'''
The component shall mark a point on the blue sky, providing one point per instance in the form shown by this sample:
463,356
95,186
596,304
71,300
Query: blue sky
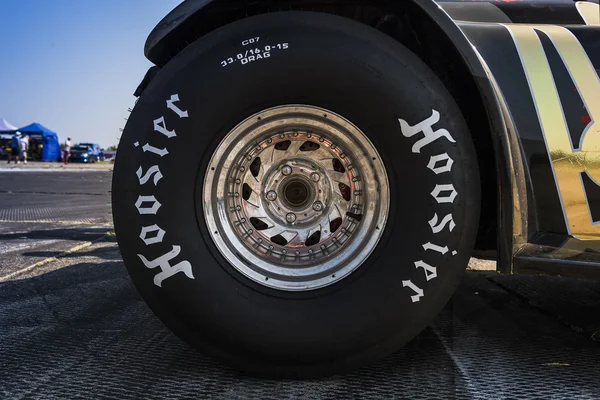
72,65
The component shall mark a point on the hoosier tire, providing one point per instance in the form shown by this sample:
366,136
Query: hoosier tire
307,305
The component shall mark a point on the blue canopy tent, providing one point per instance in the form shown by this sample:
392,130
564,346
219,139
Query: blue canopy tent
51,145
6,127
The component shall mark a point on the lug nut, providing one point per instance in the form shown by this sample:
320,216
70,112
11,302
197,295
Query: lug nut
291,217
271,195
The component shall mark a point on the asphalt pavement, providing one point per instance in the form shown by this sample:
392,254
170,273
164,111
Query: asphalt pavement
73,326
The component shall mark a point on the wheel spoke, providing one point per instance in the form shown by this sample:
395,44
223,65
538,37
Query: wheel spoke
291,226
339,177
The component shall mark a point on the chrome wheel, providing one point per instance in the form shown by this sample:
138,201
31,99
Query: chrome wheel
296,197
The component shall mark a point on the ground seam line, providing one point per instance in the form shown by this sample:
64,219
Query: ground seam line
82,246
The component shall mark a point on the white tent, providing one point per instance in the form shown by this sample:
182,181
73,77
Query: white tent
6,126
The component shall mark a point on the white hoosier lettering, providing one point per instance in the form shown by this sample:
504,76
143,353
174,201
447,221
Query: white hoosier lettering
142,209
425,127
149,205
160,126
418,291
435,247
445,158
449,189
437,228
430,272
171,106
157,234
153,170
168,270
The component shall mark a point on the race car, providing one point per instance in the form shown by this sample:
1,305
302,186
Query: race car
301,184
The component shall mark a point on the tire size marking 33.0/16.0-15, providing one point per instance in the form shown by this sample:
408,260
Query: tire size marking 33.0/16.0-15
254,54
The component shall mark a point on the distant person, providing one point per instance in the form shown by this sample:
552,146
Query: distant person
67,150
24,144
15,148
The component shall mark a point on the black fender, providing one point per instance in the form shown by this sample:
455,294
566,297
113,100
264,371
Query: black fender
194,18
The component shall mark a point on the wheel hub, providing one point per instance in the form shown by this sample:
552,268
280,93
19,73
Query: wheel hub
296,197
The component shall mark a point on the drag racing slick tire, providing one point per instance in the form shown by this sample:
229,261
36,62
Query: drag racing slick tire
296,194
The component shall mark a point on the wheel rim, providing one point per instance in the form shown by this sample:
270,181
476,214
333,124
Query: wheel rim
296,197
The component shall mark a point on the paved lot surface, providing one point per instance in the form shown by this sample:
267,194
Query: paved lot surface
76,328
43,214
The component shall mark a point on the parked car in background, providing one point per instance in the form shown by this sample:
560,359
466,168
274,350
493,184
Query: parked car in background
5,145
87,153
'''
● EXERCISE OBJECTIVE
Retype everything in the material word for word, minus pictures.

● SOLUTION BELOW
The component shall mark a point on the blue sky, providing one point per instance in the form shown by this sample:
463,356
95,186
596,304
71,300
Query: blue sky
72,65
The component shall mark a point on the hoosier tire, providing one point per instance in the form shown by this sample:
366,136
Query: hoosier tire
307,305
The component shall mark a point on the blue canopy tent, providing one point per instance in the form shown by this sample:
392,130
564,346
219,139
Query: blue canopy tent
51,145
6,127
The component shall mark a point on the lug nut, providing one point per instance in the form shown by this sample:
320,216
70,112
11,302
197,295
Query: lug nut
291,217
271,195
The component shall mark a point on the asphalt pavement, providing one point per instance in the form shown by this sample:
392,254
170,273
164,111
Query: asphalt pavement
73,326
The component shall mark a point on the wheel spoke, providing one point per instance in the form shown by this sample:
395,44
223,65
538,37
Query: wheel spoke
291,226
339,177
The component shall mark a point on the chrome wheel, providing one point per instance in the form shown by this sample:
138,201
31,99
Query: chrome wheel
296,197
The component shall mark a point on the ground seam line, providing one point per instance in the form shown by this sample:
64,219
Query: ground seam line
82,246
The component shall mark a point on the white tent, providing one point per instance in the form shown by this sample:
182,181
73,77
Query: white tent
6,126
The component shall mark a point on the white hoosier lettering, providing one point per instance in the form shown by this sample:
504,76
143,353
174,201
447,221
Query: white hoosier lettering
142,209
425,127
149,205
160,126
418,291
435,247
445,158
449,189
437,228
430,272
171,106
157,234
153,170
168,270
The component shall mark a point on the race car, providing one point per instance in the form shown by this sample:
1,305
302,186
Query: race car
301,184
The component shall mark a point on the tire size marking 33.0/16.0-15, providing one point per instance in the form shown by this sample:
408,260
Query: tire size marking 33.0/16.0-15
254,54
The component shall mark a point on the distant person, providing one point per instance in the form shown by this sample:
552,146
Query: distant person
67,150
24,144
15,148
The component shall mark a point on the black fender, providing one point per instance in the form shown by this sample:
455,294
566,297
113,100
264,371
Query: black fender
194,18
The component shall mark a point on the wheel hub, providing one point per instance in the form shown by this sample:
552,268
280,93
19,73
Query: wheel hub
296,197
The component shall mark a point on the drag racing slick tire, providing one point per instance in the form shown by this sample:
229,261
36,62
Query: drag racing slick tire
296,194
The component shall mark a point on the wheel rim, providing one point per instance in the form shown by this sample:
270,181
476,214
333,124
Query: wheel rim
296,197
The component shall mark a point on the paved lot surface, providing one point per instance in the form shown by this sample:
267,194
Query: paved lot surface
76,328
43,214
The component shall mark a point on the parked car in background, providing one point per instance in the form shown by this sample:
560,359
466,168
274,350
493,184
Query: parked car in background
5,145
87,153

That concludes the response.